Did we overpay for the genome map?
TEXT OF STORY
MARK AUSTIN THOMAS: Who are we? It’s one of life’s big questions. This summer we may have begun to find the answer with the completion of a map of man’s genetic make up. The publicly-funded Human Genome Project has been hailed as a major scientific achievement, but there’s been a lot of debate on whether it could have been done faster and cheaper if the private sector had done it alone. Janet Babin explores that issue from the Innovations Desk at North Carolina Public Radio.
JANET BABIN: The Human Genome Project began in 1990. The goal was to identify all the genes and DNA sequences that make up the Book of Life.
Along the road to discovery the publicly funded effort competed, then worked together with a private company, Celera, run by Craig Venter, a sort of Bill Gates of biotechnology. Many lauded the collaboration, saying it would speed up the research results.
In 2000, Dr. Francis Collins with the National Human Genome Research Institute joined Venter and President Clinton at the White House for the big announcement:
[ PRESIDENT CLINTON:“We are here to celebrate the completion of the first survey of the human genome. Without a doubt, this is the most important, most wondrous map ever produced by humankind.” ]
But the result was just a rough draft. Not until this summer were all 23 chromosome pairs sequenced.
────────
PROBLEM A: In the genome story, swap "rough draft" for "first version" and write out the part between "In 2000, Dr." and "chromosome pairs sequenced.", inclusive.
PROBLEM B: According to the genome story, why did many people praise the joint work between the public project and Celera?
PROBLEM C:
Does each statement agree with the genome story? Answer yes or no for each and quote the words that decide it.
(i) The Human Genome Project started in 1990.
(ii) All 23 chromosome pairs were sequenced in time for the 2000 announcement.
(iii) Celera was run by Francis Collins.

GIVEN MATERIAL:
────────
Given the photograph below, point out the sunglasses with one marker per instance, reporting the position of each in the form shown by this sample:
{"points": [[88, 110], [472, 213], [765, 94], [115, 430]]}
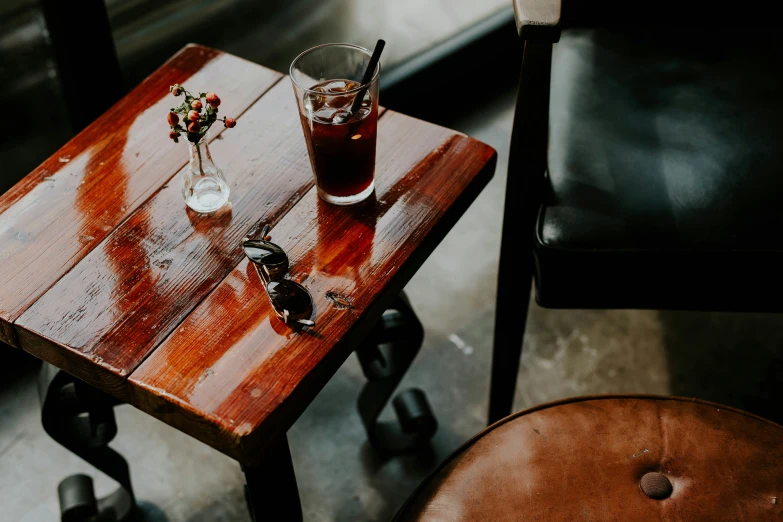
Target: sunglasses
{"points": [[290, 301]]}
────────
EXERCISE RESPONSE A:
In 2000, Dr. Francis Collins with the National Human Genome Research Institute joined Venter and President Clinton at the White House for the big announcement:
[ PRESIDENT CLINTON:“We are here to celebrate the completion of the first survey of the human genome. Without a doubt, this is the most important, most wondrous map ever produced by humankind.” ]
But the result was just a first version. Not until this summer were all 23 chromosome pairs sequenced.

EXERCISE RESPONSE B: They said the collaboration would speed up the research results.

EXERCISE RESPONSE C:
(i) Yes: "The Human Genome Project began in 1990."
(ii) No: "Not until this summer were all 23 chromosome pairs sequenced."
(iii) No: "a private company, Celera, run by Craig Venter"